## BEGIN Text
Silent BC Breaking Changes : ezyang's blog

Silent BC Breaking Changes

March 2, 2026

A silent BC breaking change is a change of semantics in an API that is not immediately obvious; e.g., the old usages of the broken behavior won’t raise a compile or runtime error on upgrade. If you are a project that cares about backwards compatibility, it’s generally a bad idea to ship silent BC breaking changes, because they manifest as users getting silently incorrect results and having to painfully root cause the difference to a particular version upgrade. However, many bug fixes technically are silent BC breaking changes, especially when the old buggy behavior could conceivably be useful in certain circumstances. Load bearing bugs are often the reason why sometimes bug-for-bug compatibility is required.
## END Text
## BEGIN Record set
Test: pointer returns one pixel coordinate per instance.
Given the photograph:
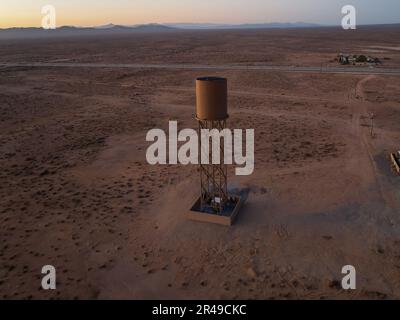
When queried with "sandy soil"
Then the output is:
(77, 193)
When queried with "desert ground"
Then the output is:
(76, 191)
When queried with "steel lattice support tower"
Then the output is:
(211, 104)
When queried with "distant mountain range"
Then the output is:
(22, 33)
(152, 27)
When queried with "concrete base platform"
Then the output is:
(226, 219)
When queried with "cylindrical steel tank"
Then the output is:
(211, 98)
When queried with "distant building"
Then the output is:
(353, 59)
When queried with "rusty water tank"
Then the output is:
(211, 99)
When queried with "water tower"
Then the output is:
(215, 204)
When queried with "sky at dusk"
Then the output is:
(25, 13)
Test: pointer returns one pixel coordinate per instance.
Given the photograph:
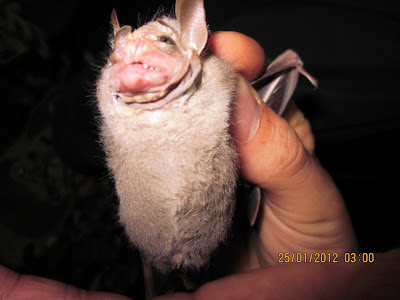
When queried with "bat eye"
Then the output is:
(167, 40)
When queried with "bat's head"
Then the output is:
(160, 59)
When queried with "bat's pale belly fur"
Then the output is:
(174, 168)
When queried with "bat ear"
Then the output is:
(114, 21)
(191, 17)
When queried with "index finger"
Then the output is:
(245, 54)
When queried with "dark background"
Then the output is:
(58, 210)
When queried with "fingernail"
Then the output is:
(246, 113)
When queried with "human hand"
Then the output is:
(301, 210)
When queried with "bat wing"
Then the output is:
(276, 87)
(277, 84)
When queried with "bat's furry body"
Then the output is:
(166, 107)
(174, 167)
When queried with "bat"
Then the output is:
(165, 103)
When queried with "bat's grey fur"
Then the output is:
(174, 167)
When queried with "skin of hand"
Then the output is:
(301, 211)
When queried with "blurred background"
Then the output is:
(58, 210)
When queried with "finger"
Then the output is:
(14, 286)
(245, 54)
(308, 281)
(295, 117)
(301, 208)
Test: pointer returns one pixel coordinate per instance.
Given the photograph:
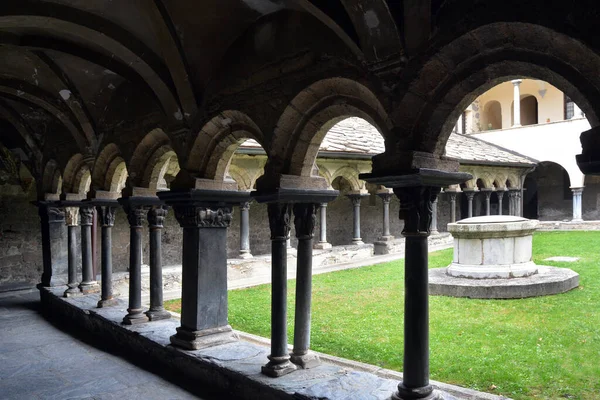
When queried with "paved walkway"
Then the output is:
(39, 361)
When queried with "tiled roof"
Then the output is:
(357, 136)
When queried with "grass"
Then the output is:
(537, 348)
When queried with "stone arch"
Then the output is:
(218, 140)
(312, 113)
(445, 84)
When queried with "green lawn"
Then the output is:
(538, 348)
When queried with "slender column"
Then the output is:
(52, 220)
(416, 204)
(135, 216)
(500, 194)
(279, 221)
(470, 193)
(106, 216)
(88, 280)
(245, 230)
(577, 194)
(355, 199)
(204, 321)
(452, 195)
(323, 244)
(156, 218)
(304, 222)
(386, 197)
(72, 220)
(517, 102)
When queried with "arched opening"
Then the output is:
(492, 116)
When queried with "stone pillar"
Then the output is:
(72, 220)
(245, 230)
(470, 193)
(88, 280)
(355, 199)
(577, 213)
(106, 215)
(386, 198)
(416, 205)
(304, 221)
(135, 215)
(517, 102)
(280, 224)
(156, 218)
(54, 246)
(323, 244)
(500, 194)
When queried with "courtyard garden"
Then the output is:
(536, 348)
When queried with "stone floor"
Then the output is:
(39, 361)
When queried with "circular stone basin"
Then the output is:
(492, 247)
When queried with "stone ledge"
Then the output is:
(233, 370)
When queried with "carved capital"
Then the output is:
(156, 216)
(106, 215)
(305, 219)
(280, 215)
(135, 215)
(203, 217)
(87, 215)
(416, 208)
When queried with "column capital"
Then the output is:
(280, 216)
(305, 220)
(416, 208)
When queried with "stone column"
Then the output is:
(156, 218)
(517, 102)
(280, 224)
(577, 213)
(106, 215)
(355, 199)
(135, 215)
(487, 192)
(416, 205)
(88, 280)
(470, 193)
(72, 220)
(386, 198)
(500, 194)
(245, 230)
(304, 221)
(323, 244)
(54, 248)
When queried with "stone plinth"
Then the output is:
(492, 247)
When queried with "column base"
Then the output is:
(108, 303)
(135, 316)
(89, 287)
(278, 366)
(422, 393)
(196, 340)
(245, 254)
(305, 361)
(156, 315)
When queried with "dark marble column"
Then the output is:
(88, 280)
(304, 221)
(470, 193)
(135, 215)
(280, 224)
(106, 216)
(156, 218)
(355, 199)
(245, 230)
(54, 242)
(72, 220)
(500, 194)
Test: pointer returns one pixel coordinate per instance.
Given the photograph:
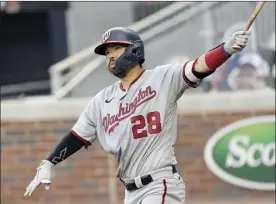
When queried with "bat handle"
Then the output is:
## END Record set
- _Tasks to perform_:
(1) Answer from the post on silent BC breaking changes:
(a) What date does the post carry?
(b) What kinds of error do old usages of the broken behavior fail to raise on upgrade?
(c) What does the post say are often the reason bug-for-bug compatibility is required?
(2) Carry on writing the post on silent BC breaking changes, picking up after its final sentence.
The items are separate material, apart from the post on silent BC breaking changes.

- _Task-by-task outputs_:
(1)
(a) March 2, 2026
(b) A compile or runtime error
(c) Load bearing bugs

(2)
For example, in PyTorch PR #167598, we are addressing a bug where calling item() on a partial DTensor (a tensor which is pending a summation across the nodes in your cluster) produces the partial value, rather than the full value (after having done the summation). This is a bug, because the existing behavior is inconsistent with how DTensor generally handles operations in global SPMD semantics. However, the current behavior is potentially useful, because computing the full value requires actually issuing a collective across the nodes, which is expensive, and maybe you actually did want to just look at the local partial value.

So let’s say we want to fix this bug and make this “BC breaking” change. What are our options?

YOLO fix. If we strongly believe that no one possibly was using the old semantics, or that the software is young and unstable enough that breaking changes are OK, the simplest and easiest thing to do is just change the behavior and write a note about it in the release notes. Anyone who was previously triggering this behavior will silently get opted into the new behavior, for better (they didn’t realize their code was buggy and was expecting the correct semantics) or worse (they were intentionally relying on the old semantics and now their code is broken).

When an API like this has a plausible alternate semantics (return the partial value), it’s important in the release notes to describe how you can recover the old semantics. In this particular case, you would rewrite:

partial_dtensor.item()

into

partial_dtensor.to_local().item()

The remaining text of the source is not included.